**Document segment:**
Periodically, they had to be changed and required careful handling as fingerprints and natural skin oils could degrade the light quality. There are two main types of HIDs – there’s the HPS – (High Pressure Sodium) which emit light in the reddish/orange spectrum, that supports the fruit-producing plant stage. The other is in the blue spectrum , known as MH (Metal Halide) and used more in the early stages of growth – responsible for producing strong roots and growth of foliage.
HIDs have gradually been fazed out (although there are some people who still use them today) Now they are supplanted by the highly popular LEDs which are universally in most lights today. LED stands for Light Emitting Diode and works very differently from bulbs – diodes are actually chips that arranged on a circuit board Although they have a narrow color range, they emit light from different points, but when arranged together they can appear to be any color. HIDs are different in that the light all comes form one source.
This is what the underside of one of my LED grow lights look like. Notice how the little squares look white and red, but they are purple when switched on!
One reason LED lights are preferred by gardeners over the old-school HIDs is the fact that they are cooler. This is true of LEDs in general, not just grow lights…One thing I love about the newer models of Christmas light strands is that they are cool to the touch. I remember inheriting an old set of my grandmother’s C( holiday lights which get so hot I wasn’t comfortable with the idea of using them. So there’s that – HID lights get fairly hot, so they needed to be elevated above plant rows by at least 18″.
If plants’ foliage gets hot along with cold roots, it could lead to a lot of stressed-out vegetation. Therefore, to this day, HID lights make sense in colder environments only. The second thing is the fact that LED lights are more energy efficient.
Are there other types of light used in gardening nurseries? Yes.There is a third main type of grow light that is popular on the market today, and that’s the CFL (compact fluorescent lighting) Instead of the well-known long tube they are in the bulb shape you may be familiar with for everyday use. Long fluorescent tubes are not only cumbersome to deal with, they are fragile, God help you if one of them shatters.
They emit light that meets the criteria of optimum PAR spectra They have replaced incandescent lights in efficiency and output. You can find them in that “corkscrew” shape I descibed earlier.
Ideally, look for “full spectrum” when it comes to good lights. When I was reading about lighting the terms broad and full spectrum came up a lot, it almost made me think about CBD oil. Lol. “Lumens” is the metric used on LED lights and refers to strength of light visible to the human eye but it doesn’t tell you exactly what is usable by plants, which is where the PAR metric comes in.
How Colors Of Light Affect Plant Growth
On with that, now let’s talk about the different colors on the spectrum and how they are influential in plant growth.
You may or may not be familiar with color spectrums, wavelengths, the color prism, etc…all related to science. If not that’s OK too. We’ll focus on how this science relates to plant life. There is a scale known as the PAR (Photosynthetic Active Radiation) which is a metric of light on the spectrum including wavelengths measured in NM (nanometers.)
The most abundant phase of plant growth is encompassed by the 400-700 NM range. Light wavelengths that fall outside of this spectrum still have value, but figure less prominently. Red is on the highest end (the 700) and the color that produces the most fruit producing. Blue on the 400 range end is the growth color.
Green factors in the least after all chlorophyll is the green pigment that plants have in abundance so all it does is reflect it back.
White, on average, is good….I have 2 white LED bulbs with the standard socket in my grow room and 2 more in the living room for my houseplants to supplement them through the wintertime. The latter, of course, being decorative, I do not have any other goals for them other than to stay healthy.
But for immature seedlings, I’d say blue is the best choice, at least initially. Of course, the lights I use for them are purple, combining both the red/blue spectra.
Grow Lights also come in different styles: Bulbs , Ballasts, and strip lights.
I like the strip lights as you can affix them with double sided tape, use hardware or zip ties -which is what I did since the only way to do so with the shelving I have was through one of the open spaces.Ballast lights are bulky and to be mounted overhead.

**Given material:**

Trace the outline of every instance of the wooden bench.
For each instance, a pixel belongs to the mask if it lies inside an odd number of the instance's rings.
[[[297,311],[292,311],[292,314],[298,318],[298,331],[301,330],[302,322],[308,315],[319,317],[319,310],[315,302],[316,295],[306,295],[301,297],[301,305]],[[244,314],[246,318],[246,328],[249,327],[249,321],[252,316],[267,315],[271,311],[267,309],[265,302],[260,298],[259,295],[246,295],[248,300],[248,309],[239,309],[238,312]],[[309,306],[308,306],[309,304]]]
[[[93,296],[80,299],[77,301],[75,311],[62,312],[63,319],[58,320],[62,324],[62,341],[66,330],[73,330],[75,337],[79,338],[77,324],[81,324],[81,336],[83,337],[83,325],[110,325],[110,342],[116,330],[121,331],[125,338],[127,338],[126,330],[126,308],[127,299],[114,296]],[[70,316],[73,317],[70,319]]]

**Written task:**
For each statement, say yes or no to whether it agrees with the grow-light text, and quote the exact words of the text that decide it. 1. HPS lights emit light in the blue spectrum. 2. LED lights are more energy efficient. 3. HID lights needed to be raised at least 18″ above plant rows. The data above are separate material from the grow-light text.

**Final result:**
1. No: "HPS – (High Pressure Sodium) which emit light in the reddish/orange spectrum"
2. Yes: "LED lights are more energy efficient"
3. Yes: "they needed to be elevated above plant rows by at least 18″"